> **DATA RECORDS**
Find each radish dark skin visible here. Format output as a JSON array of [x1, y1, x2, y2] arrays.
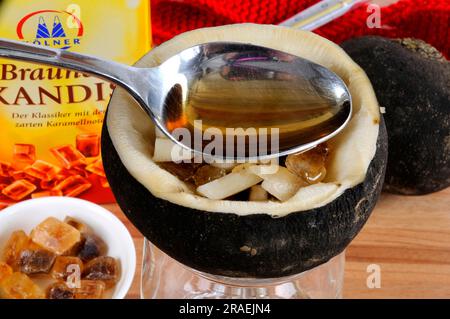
[[342, 36, 450, 195], [102, 121, 387, 278]]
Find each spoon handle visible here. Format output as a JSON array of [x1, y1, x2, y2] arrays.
[[280, 0, 370, 31], [0, 38, 142, 95]]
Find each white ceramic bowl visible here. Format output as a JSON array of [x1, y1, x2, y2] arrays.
[[0, 197, 136, 299]]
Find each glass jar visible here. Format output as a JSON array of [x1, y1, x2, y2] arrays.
[[141, 240, 345, 299]]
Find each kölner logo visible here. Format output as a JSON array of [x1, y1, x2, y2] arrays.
[[16, 10, 84, 50]]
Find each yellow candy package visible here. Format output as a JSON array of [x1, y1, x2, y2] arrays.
[[0, 0, 151, 209]]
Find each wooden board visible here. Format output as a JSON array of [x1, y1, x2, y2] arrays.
[[104, 188, 450, 298]]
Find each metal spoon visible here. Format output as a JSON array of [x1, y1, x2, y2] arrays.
[[0, 39, 352, 159]]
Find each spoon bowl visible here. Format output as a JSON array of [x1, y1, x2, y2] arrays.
[[0, 39, 352, 160]]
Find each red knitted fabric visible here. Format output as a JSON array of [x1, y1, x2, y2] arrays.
[[151, 0, 450, 57]]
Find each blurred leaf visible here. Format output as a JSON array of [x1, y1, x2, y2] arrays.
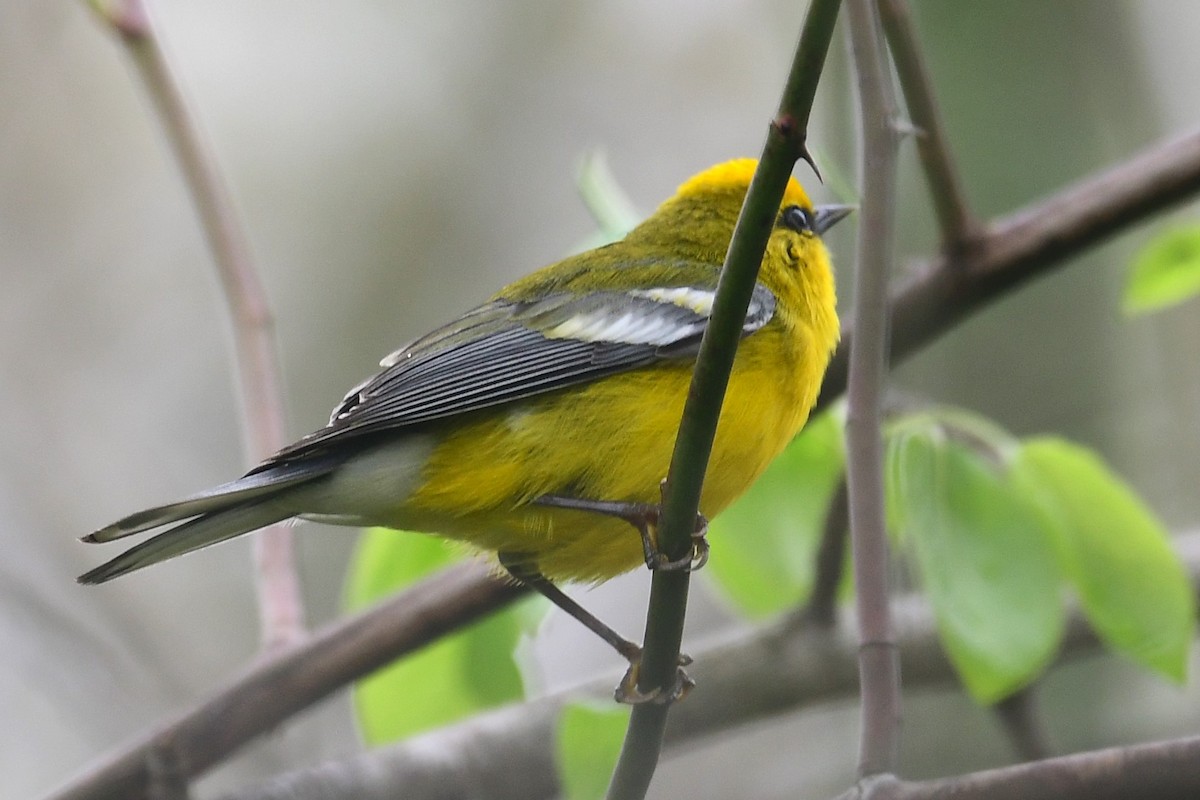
[[1013, 438, 1195, 681], [887, 420, 1064, 703], [556, 703, 630, 800], [576, 150, 642, 249], [1124, 227, 1200, 314], [706, 413, 845, 616], [346, 528, 529, 745]]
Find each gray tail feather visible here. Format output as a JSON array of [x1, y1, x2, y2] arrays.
[[83, 459, 337, 542], [78, 500, 298, 584]]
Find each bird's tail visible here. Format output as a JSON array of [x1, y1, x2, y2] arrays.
[[78, 462, 336, 584]]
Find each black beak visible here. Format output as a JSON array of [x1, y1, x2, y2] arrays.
[[812, 205, 857, 236]]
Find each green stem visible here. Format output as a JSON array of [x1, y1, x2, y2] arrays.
[[608, 0, 841, 800]]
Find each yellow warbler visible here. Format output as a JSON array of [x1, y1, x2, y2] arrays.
[[79, 160, 847, 695]]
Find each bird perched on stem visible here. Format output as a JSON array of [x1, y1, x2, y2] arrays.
[[79, 160, 848, 702]]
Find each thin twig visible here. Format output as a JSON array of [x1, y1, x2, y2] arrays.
[[878, 0, 979, 252], [846, 0, 900, 777], [53, 126, 1200, 798], [883, 736, 1200, 800], [91, 0, 304, 649], [43, 563, 524, 800], [817, 131, 1200, 409], [608, 0, 840, 800]]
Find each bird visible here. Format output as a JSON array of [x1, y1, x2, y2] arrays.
[[78, 158, 851, 702]]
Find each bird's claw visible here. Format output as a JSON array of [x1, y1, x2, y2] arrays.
[[612, 652, 696, 705]]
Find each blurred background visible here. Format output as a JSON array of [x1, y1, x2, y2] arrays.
[[0, 0, 1200, 798]]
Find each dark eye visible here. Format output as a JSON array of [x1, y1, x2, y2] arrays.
[[780, 205, 816, 234]]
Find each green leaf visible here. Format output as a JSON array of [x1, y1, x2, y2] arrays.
[[556, 703, 630, 800], [1124, 225, 1200, 314], [346, 528, 529, 745], [576, 150, 644, 249], [1013, 438, 1195, 681], [887, 420, 1064, 703], [704, 413, 845, 616]]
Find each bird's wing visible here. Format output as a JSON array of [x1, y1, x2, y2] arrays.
[[264, 284, 775, 467]]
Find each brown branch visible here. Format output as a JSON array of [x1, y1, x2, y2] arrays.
[[817, 131, 1200, 407], [606, 0, 841, 800], [43, 563, 523, 800], [91, 0, 304, 650], [846, 0, 900, 777], [223, 533, 1200, 800], [878, 0, 979, 253], [878, 736, 1200, 800], [53, 123, 1200, 798]]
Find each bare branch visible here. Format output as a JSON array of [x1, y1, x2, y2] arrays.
[[817, 131, 1200, 407], [880, 0, 979, 253], [223, 533, 1200, 800], [92, 0, 304, 649], [53, 122, 1200, 798], [43, 563, 524, 800], [846, 0, 900, 777], [608, 0, 841, 800]]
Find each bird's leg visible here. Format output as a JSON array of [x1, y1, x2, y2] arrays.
[[499, 553, 696, 705], [534, 494, 709, 572]]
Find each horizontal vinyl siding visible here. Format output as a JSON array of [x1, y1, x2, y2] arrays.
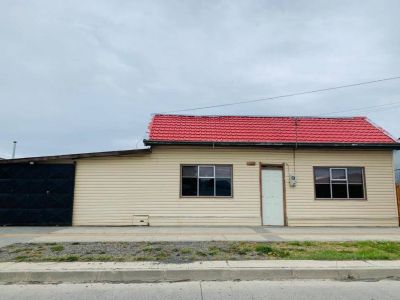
[[73, 146, 397, 226]]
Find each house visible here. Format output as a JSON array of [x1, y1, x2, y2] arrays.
[[0, 115, 400, 226]]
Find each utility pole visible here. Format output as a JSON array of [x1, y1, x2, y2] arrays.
[[11, 141, 17, 159]]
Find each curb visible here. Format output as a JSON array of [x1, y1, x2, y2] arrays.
[[0, 261, 400, 284]]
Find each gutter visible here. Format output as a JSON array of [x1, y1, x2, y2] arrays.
[[143, 139, 400, 150]]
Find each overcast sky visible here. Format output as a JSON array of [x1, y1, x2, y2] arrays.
[[0, 0, 400, 158]]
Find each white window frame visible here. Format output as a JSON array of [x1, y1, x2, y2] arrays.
[[180, 164, 233, 198], [314, 166, 367, 200]]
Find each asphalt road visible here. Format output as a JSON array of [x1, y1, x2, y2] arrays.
[[0, 280, 400, 300], [0, 226, 400, 247]]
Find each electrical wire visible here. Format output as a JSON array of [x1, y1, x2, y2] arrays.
[[319, 101, 400, 116], [163, 76, 400, 114]]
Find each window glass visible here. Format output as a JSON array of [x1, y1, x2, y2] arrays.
[[199, 166, 214, 177], [181, 165, 232, 197], [315, 184, 331, 198], [314, 167, 365, 199], [215, 166, 232, 178], [199, 178, 214, 196], [215, 178, 232, 196], [349, 184, 364, 198], [347, 168, 363, 183], [331, 169, 346, 180], [182, 177, 197, 196], [315, 168, 330, 183], [182, 166, 197, 177]]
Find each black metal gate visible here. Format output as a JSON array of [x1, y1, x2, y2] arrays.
[[0, 164, 75, 225]]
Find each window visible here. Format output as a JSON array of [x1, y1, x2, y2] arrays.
[[314, 167, 365, 199], [181, 165, 232, 197]]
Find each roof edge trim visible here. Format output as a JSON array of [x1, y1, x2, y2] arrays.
[[0, 148, 151, 164]]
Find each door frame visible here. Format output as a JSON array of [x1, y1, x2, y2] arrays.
[[259, 162, 288, 226]]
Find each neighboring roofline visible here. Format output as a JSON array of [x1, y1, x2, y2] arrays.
[[143, 140, 400, 149], [0, 148, 151, 164]]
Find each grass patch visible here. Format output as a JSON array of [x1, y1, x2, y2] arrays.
[[0, 241, 400, 263]]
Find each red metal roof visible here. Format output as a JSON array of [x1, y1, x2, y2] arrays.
[[149, 115, 397, 144]]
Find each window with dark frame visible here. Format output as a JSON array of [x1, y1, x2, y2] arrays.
[[181, 165, 232, 197], [314, 167, 365, 199]]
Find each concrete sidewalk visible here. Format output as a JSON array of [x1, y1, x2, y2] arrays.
[[0, 260, 400, 284], [0, 226, 400, 247]]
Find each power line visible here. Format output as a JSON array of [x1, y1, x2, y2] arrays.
[[319, 101, 400, 116], [163, 76, 400, 113]]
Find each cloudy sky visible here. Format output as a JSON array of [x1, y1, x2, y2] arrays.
[[0, 0, 400, 157]]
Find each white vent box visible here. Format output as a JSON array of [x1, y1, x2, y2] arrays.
[[289, 175, 297, 187], [132, 215, 149, 226]]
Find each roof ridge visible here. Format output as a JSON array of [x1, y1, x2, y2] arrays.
[[365, 117, 398, 143], [149, 114, 367, 119]]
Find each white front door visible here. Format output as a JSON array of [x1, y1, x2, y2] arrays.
[[261, 167, 284, 225]]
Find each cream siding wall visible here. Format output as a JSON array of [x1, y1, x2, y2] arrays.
[[73, 146, 397, 226]]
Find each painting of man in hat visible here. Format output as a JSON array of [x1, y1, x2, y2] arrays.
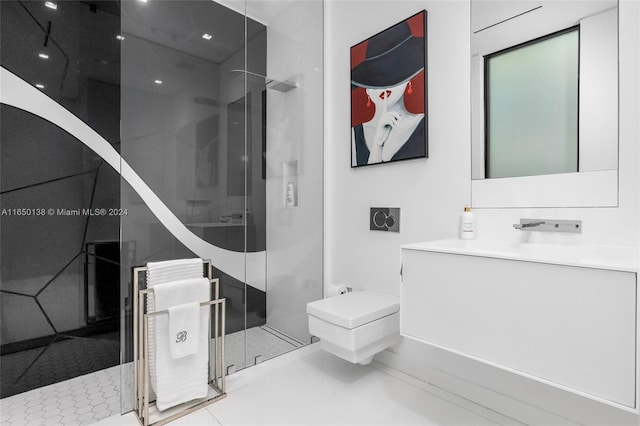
[[351, 11, 427, 167]]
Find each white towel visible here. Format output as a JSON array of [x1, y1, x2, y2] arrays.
[[147, 258, 203, 410], [154, 278, 211, 410], [168, 302, 200, 359]]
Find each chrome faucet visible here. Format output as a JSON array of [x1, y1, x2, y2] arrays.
[[513, 219, 582, 234], [513, 220, 547, 229]]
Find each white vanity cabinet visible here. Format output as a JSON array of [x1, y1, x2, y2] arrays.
[[400, 240, 638, 412]]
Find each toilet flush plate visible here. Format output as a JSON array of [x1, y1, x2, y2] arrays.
[[369, 207, 400, 232]]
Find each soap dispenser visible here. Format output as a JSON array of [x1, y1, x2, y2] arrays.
[[460, 206, 476, 240]]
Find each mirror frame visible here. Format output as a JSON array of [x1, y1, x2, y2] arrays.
[[469, 0, 620, 208]]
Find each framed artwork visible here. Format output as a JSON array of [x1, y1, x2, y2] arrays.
[[351, 10, 428, 167]]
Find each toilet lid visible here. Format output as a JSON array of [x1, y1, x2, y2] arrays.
[[307, 291, 400, 329]]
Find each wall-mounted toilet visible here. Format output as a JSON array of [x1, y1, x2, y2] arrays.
[[307, 291, 400, 365]]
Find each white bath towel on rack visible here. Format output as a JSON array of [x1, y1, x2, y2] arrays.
[[168, 302, 200, 359], [154, 278, 211, 410], [147, 258, 203, 400]]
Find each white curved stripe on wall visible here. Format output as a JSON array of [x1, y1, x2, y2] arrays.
[[0, 67, 266, 291]]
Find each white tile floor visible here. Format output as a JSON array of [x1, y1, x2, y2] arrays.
[[96, 344, 517, 426]]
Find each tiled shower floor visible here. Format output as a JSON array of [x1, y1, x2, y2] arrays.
[[0, 366, 120, 426], [0, 326, 300, 426], [0, 332, 120, 398]]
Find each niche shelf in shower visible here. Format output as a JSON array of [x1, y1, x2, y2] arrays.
[[229, 69, 297, 93]]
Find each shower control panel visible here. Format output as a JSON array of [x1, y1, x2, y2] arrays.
[[369, 207, 400, 232]]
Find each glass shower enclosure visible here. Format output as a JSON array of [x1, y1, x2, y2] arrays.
[[119, 0, 323, 412]]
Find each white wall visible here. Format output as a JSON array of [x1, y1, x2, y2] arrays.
[[325, 0, 640, 425]]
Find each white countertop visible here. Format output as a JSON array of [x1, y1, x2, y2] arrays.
[[402, 238, 640, 272]]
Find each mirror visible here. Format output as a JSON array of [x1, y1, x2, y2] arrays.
[[471, 0, 618, 207]]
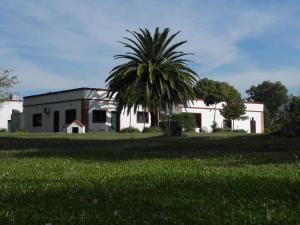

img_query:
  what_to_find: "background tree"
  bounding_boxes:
[246,81,288,129]
[277,96,300,136]
[220,93,247,130]
[195,78,240,129]
[0,69,18,101]
[106,28,197,126]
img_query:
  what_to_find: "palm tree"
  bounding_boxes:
[106,28,197,126]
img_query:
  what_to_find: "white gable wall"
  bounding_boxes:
[181,100,264,133]
[24,100,81,132]
[0,100,23,130]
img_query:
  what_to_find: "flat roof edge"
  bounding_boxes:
[23,87,109,99]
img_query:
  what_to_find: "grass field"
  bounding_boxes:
[0,133,300,225]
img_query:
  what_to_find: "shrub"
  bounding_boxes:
[281,117,300,137]
[120,127,140,133]
[163,121,185,137]
[171,113,196,131]
[143,127,162,133]
[233,129,247,134]
[213,128,232,133]
[16,128,27,133]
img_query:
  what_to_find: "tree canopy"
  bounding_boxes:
[0,69,18,100]
[195,78,240,105]
[246,81,288,127]
[220,93,247,129]
[106,28,197,125]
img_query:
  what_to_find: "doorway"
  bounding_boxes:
[72,127,79,134]
[53,111,59,132]
[111,111,120,131]
[195,113,202,129]
[250,117,256,134]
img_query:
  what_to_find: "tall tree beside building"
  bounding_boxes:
[246,81,288,130]
[195,78,240,129]
[0,69,18,101]
[106,28,197,126]
[220,93,247,129]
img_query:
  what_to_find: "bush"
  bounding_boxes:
[143,127,162,133]
[233,129,247,134]
[120,127,140,133]
[171,113,196,131]
[16,128,28,133]
[213,128,232,133]
[281,117,300,137]
[164,121,185,137]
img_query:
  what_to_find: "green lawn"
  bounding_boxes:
[0,133,300,225]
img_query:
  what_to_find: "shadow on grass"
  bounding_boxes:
[0,171,300,225]
[0,134,300,166]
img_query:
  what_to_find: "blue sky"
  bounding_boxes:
[0,0,300,95]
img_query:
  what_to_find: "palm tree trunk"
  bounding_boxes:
[129,110,131,127]
[150,112,158,127]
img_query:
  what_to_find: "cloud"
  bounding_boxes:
[209,68,300,95]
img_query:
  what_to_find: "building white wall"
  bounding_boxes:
[181,100,264,133]
[24,100,81,132]
[24,89,151,132]
[0,100,23,129]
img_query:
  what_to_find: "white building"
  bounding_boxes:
[23,88,264,133]
[64,120,85,134]
[179,99,264,133]
[24,88,151,132]
[0,94,23,131]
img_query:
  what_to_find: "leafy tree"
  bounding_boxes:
[106,28,197,126]
[278,96,300,136]
[246,81,288,128]
[195,78,240,129]
[0,69,18,101]
[220,93,247,129]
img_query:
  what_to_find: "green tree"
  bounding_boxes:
[220,93,247,129]
[106,28,197,126]
[0,69,18,101]
[277,96,300,136]
[246,81,288,129]
[195,78,240,129]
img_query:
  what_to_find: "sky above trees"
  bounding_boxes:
[0,0,300,95]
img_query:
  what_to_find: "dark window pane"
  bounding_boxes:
[136,112,149,123]
[32,113,42,127]
[93,110,106,123]
[65,109,76,124]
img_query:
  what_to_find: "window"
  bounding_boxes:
[65,109,76,124]
[93,110,106,123]
[137,112,149,123]
[32,113,42,127]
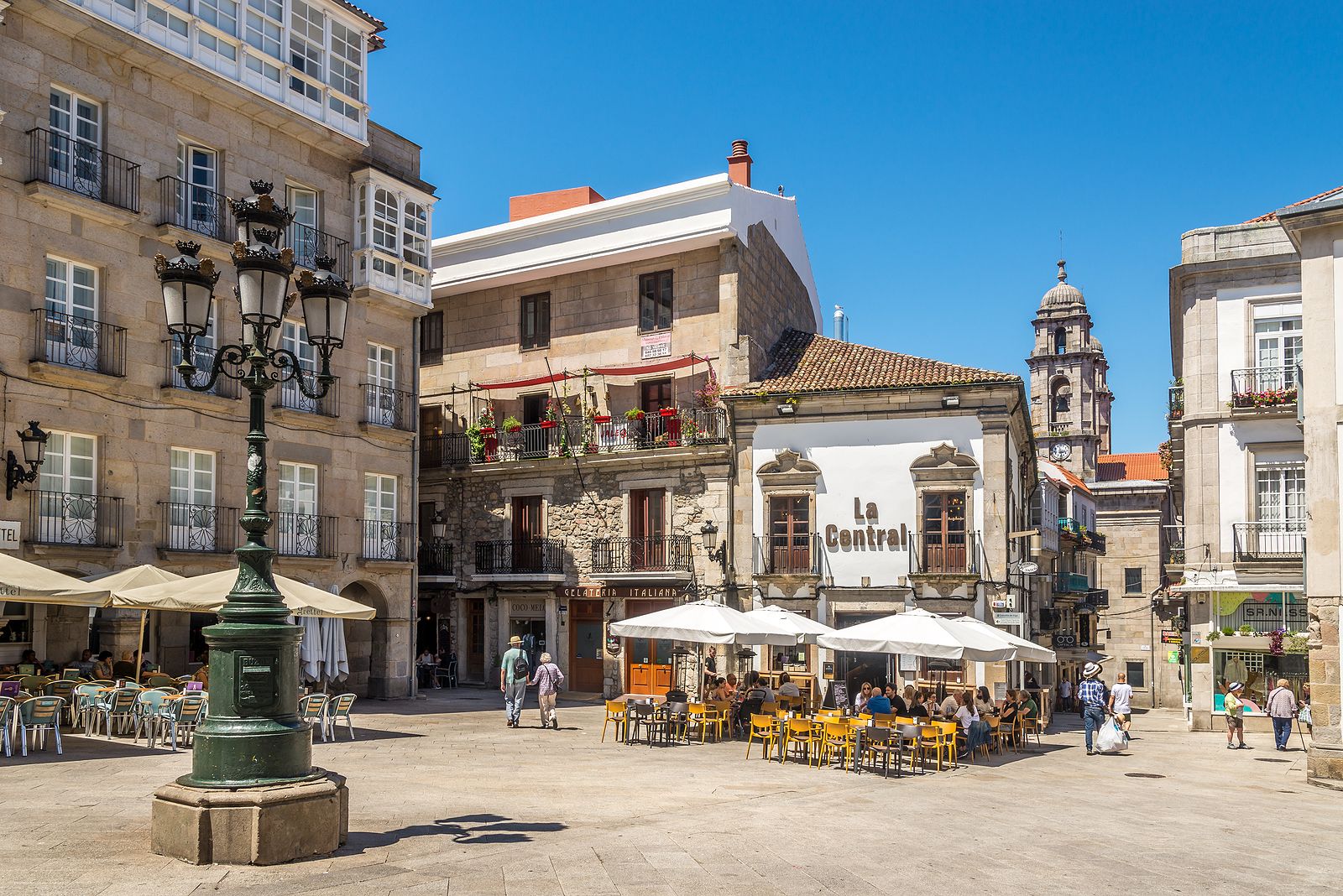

> **EXERCISE**
Repeat every line from the start of the material through the line containing "[[0, 197, 136, 299]]", requests included, and increase each bounding box coordinate in the answers by 121. Leave the pictures out.

> **WRITTEN RESPONSE**
Find each radish dark skin visible here. Format output as a JSON array of [x1, y1, x2, y2] arrays.
[[463, 157, 571, 316], [223, 242, 508, 399]]
Find each spoon handle visible here. Format output as a JSON array of [x1, y1, x2, y2] arrays.
[[401, 121, 491, 152], [121, 159, 263, 216]]
Find each white ceramic bowl visible here. Format output as a JSON array of [x1, y1, x2, y2] arrays.
[[121, 318, 257, 420]]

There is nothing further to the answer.